[BEGIN Provided material]

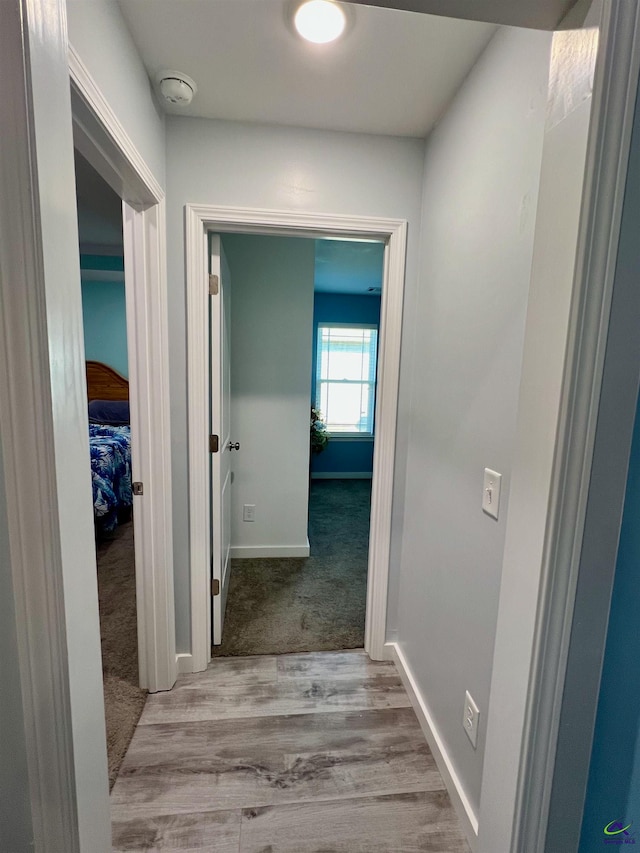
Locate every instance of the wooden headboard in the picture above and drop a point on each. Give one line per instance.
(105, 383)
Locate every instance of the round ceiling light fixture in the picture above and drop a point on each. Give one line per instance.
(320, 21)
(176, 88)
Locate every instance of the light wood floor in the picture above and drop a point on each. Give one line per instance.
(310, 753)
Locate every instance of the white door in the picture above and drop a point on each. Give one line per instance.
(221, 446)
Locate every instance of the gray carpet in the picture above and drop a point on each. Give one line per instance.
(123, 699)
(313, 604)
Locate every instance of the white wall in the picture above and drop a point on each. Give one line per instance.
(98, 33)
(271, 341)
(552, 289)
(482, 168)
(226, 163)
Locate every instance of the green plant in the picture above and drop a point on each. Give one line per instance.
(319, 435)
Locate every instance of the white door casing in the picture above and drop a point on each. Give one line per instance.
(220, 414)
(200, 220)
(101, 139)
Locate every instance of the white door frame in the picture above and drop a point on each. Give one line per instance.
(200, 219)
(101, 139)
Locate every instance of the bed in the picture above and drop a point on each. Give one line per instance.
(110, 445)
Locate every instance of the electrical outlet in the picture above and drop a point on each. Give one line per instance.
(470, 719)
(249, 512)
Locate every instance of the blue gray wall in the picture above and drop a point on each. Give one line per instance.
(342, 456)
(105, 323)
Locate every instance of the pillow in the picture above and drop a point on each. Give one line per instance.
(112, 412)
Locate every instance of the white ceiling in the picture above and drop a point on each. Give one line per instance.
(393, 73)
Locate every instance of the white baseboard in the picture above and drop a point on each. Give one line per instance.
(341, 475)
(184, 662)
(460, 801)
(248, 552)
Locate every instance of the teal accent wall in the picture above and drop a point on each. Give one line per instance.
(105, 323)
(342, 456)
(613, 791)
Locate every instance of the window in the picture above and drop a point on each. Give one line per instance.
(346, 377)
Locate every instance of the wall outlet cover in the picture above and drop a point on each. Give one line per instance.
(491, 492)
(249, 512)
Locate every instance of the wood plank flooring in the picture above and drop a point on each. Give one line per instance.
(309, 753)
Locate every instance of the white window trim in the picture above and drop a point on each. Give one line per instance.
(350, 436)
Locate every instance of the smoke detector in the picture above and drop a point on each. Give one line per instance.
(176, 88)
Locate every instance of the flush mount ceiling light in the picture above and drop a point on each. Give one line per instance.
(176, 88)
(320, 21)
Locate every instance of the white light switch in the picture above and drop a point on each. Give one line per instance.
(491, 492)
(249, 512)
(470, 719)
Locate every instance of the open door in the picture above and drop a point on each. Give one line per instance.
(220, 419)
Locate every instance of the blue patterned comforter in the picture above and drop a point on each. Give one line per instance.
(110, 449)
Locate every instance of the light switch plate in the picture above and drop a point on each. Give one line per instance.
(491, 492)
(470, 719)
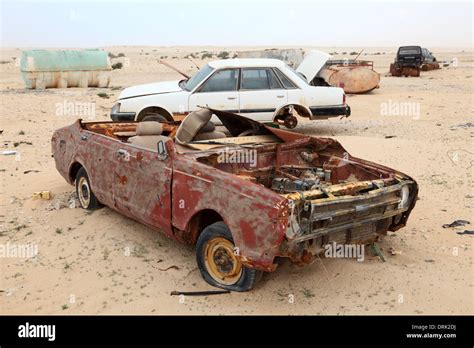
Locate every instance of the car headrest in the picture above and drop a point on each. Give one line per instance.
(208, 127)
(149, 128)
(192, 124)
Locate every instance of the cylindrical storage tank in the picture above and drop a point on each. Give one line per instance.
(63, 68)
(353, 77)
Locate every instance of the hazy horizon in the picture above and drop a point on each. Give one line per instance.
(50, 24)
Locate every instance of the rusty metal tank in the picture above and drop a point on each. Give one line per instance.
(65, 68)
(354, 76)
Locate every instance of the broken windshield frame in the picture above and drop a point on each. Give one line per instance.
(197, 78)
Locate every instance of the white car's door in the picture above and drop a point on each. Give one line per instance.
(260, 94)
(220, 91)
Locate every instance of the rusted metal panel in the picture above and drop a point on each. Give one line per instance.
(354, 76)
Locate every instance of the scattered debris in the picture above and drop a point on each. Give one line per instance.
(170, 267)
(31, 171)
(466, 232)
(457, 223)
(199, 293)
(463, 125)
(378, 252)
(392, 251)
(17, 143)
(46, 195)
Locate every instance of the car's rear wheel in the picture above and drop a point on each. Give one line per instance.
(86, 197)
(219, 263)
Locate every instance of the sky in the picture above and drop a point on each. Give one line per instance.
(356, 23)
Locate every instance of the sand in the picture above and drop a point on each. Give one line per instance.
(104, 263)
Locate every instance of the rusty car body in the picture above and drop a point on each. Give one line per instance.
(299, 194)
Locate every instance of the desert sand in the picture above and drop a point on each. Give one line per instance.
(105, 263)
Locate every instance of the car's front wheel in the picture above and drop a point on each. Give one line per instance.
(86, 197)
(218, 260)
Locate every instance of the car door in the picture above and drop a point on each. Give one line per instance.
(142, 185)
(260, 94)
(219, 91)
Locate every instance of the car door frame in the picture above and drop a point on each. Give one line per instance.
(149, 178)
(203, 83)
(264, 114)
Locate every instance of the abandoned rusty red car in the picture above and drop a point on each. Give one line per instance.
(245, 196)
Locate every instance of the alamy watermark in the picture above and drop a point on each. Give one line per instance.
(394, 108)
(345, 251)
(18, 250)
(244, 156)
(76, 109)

[END Provided material]

> [Aim]: Can you put every line of the entries above into a Markdown table with the columns Row and Line, numbering each row and skipping blank lines? Leave the pictures out of the answer.

> [Output for this task]:
| Row | Line |
|---|---|
| 1 | Locate every instance of the wooden headboard in the picture above and drop a point on each. Give one line per instance. |
| 2 | (105, 383) |
| 3 | Locate every instance of the round ceiling light fixture in the picture above and drop a point on each. Give one line per instance. |
| 4 | (320, 21) |
| 5 | (176, 88) |
| 6 | Locate every instance of the light wood floor in the picture above and drop a point on each. Give one line per instance. |
| 7 | (310, 753) |
| 8 | Locate every instance of the white door in the picture above and drop a point on each. Give one line per instance. |
| 9 | (221, 446) |
| 10 | Locate every instance of the gray carpet in the picture above and drop a point on each. Give one line per instance. |
| 11 | (123, 699) |
| 12 | (313, 604) |
| 13 | Locate every instance of the white wall in the picture above and drop a point on each. Give one line per instance. |
| 14 | (98, 33) |
| 15 | (271, 341) |
| 16 | (552, 289) |
| 17 | (482, 168) |
| 18 | (226, 163) |
| 19 | Locate every instance of the green plant in the picture above and drop a point on each. Give one line per instance. |
| 20 | (319, 435) |
| 21 | Locate every instance of the white door casing in the picture above and drop a point on each. Give one line per instance. |
| 22 | (220, 414) |
| 23 | (200, 220) |
| 24 | (101, 139) |
| 25 | Locate every instance of the white door frame in the picture above and drop a point on each. Give one line per instance. |
| 26 | (200, 219) |
| 27 | (101, 139) |
| 28 | Locate every instance of the bed in the picture above and drop a point on each. Give one line per instance. |
| 29 | (110, 445) |
| 30 | Locate every instance of the electrical outlet in the picture above and drop a point on each. Give one line per instance. |
| 31 | (470, 719) |
| 32 | (249, 512) |
| 33 | Locate every instance of the blue gray wall in the picture above and drop a point on each. Give one line per instance. |
| 34 | (342, 456) |
| 35 | (105, 323) |
| 36 | Locate every instance of the pillow in the picture above and drop a point on each. Give one line per instance. |
| 37 | (112, 412) |
| 38 | Locate every instance of the white ceiling in the picture above and drop a point on each. Give one line per instance. |
| 39 | (393, 73) |
| 40 | Locate every instance of the white baseboard in the picture above and drop a point on each. Give one line per instance. |
| 41 | (341, 475) |
| 42 | (184, 662) |
| 43 | (460, 801) |
| 44 | (248, 552) |
| 45 | Locate every instance of the teal accent wall in the picture above and drop a point on each. Give one line per instance. |
| 46 | (105, 323) |
| 47 | (342, 456) |
| 48 | (613, 791) |
| 49 | Locate every instance of the window in the picture above and drop a point on each. Give one line per instance. |
| 50 | (346, 377) |
| 51 | Locate every instance of the wall outlet cover in the picture above and drop a point on each. Give one line per instance. |
| 52 | (491, 492) |
| 53 | (249, 512) |
| 54 | Locate every instance of the wood plank flooring in the picture above and drop a point on each. Give one line per instance. |
| 55 | (309, 753) |
| 56 | Locate every instance of the white window trim in the picture above and drop a point on each. Give one line per instance. |
| 57 | (350, 436) |
| 58 | Locate every instance of the smoke detector in the picture above and drop a point on each. Give one line per instance. |
| 59 | (176, 88) |
| 60 | Locate every instance of the flush mount ceiling light in the picture above and drop a point on each. Give one line per instance. |
| 61 | (176, 88) |
| 62 | (320, 21) |
| 63 | Locate every instance of the white light switch in the picture above and drop a point on each. Give one line per instance. |
| 64 | (491, 492) |
| 65 | (249, 512) |
| 66 | (470, 719) |
| 67 | Locate every instance of the open door in the picture above and drop a point on each. Give one line per instance. |
| 68 | (220, 419) |
| 69 | Locate every instance of the blue patterned comforter in the picture above and drop a point on each. Give one line per instance. |
| 70 | (110, 449) |
| 71 | Locate every instance of the light switch plate in the picture above and drop a point on each. Give one line per instance. |
| 72 | (491, 492) |
| 73 | (470, 719) |
| 74 | Locate every instance of the car headrest in the picture above and drop a point on each. Give one line per instance. |
| 75 | (208, 127) |
| 76 | (149, 128) |
| 77 | (192, 124) |
| 78 | Locate every instance of the cylindrical storage tank in the picture above and drop a point on each. Give one line per instance. |
| 79 | (63, 68) |
| 80 | (353, 77) |
| 81 | Locate every instance of the hazy horizon in the picture above and drop a point on each. Give one line per instance. |
| 82 | (50, 24) |
| 83 | Locate every instance of the rusty metal tank in the picture above and drop a point on each. Give one line per instance. |
| 84 | (65, 68) |
| 85 | (354, 76) |
| 86 | Locate every instance of the broken windshield frame in the picture above and drop a point on each. Give one line per instance. |
| 87 | (197, 78) |
| 88 | Locate every instance of the white car's door in the picture above and drop a point on each. Give one line per instance. |
| 89 | (260, 94) |
| 90 | (220, 91) |
| 91 | Locate every instance of the rusted metal panel in the picture above and drop a point on each. Give one line per instance. |
| 92 | (354, 76) |
| 93 | Locate every instance of the scattered debris in the picture above and drop a point on each. Give one line per instance. |
| 94 | (170, 267) |
| 95 | (31, 171) |
| 96 | (466, 232) |
| 97 | (457, 223) |
| 98 | (199, 293) |
| 99 | (463, 125) |
| 100 | (378, 252) |
| 101 | (392, 251) |
| 102 | (17, 143) |
| 103 | (46, 195) |
| 104 | Locate every instance of the car's rear wheel in the picture above and drop a point on each. Give one line per instance. |
| 105 | (86, 197) |
| 106 | (219, 263) |
| 107 | Locate every instance of the sky in the picture above and drop a point on each. Give one line per instance. |
| 108 | (356, 23) |
| 109 | Locate every instance of the sand in the picture above and drop a point on each. Give one line per instance. |
| 110 | (104, 263) |
| 111 | Locate every instance of the rusty car body in the picture above and drop a point on each. Give one line per instance. |
| 112 | (299, 194) |
| 113 | Locate every instance of the desert sand in the picture above and drop a point on each. Give one line per instance. |
| 114 | (105, 263) |
| 115 | Locate every instance of the car's front wheel in the picture above and drop a point on each. Give one line per instance. |
| 116 | (86, 197) |
| 117 | (218, 260) |
| 118 | Locate every instance of the car door in the picture above and drop a point on each. Give one line per instance. |
| 119 | (142, 185) |
| 120 | (260, 94) |
| 121 | (219, 91) |
| 122 | Locate every instance of the car door frame in the picture above and drop a point on each. Give one line per instance. |
| 123 | (149, 178) |
| 124 | (203, 83) |
| 125 | (264, 114) |
| 126 | Locate every instance of the abandoned rusty red car in the picture above and drop a point on each. Give one line per instance. |
| 127 | (245, 196) |
| 128 | Locate every instance of the alamy watermark in the picture above and drop a point on each. Give one line per instance. |
| 129 | (394, 108) |
| 130 | (345, 251) |
| 131 | (18, 250) |
| 132 | (244, 156) |
| 133 | (76, 109) |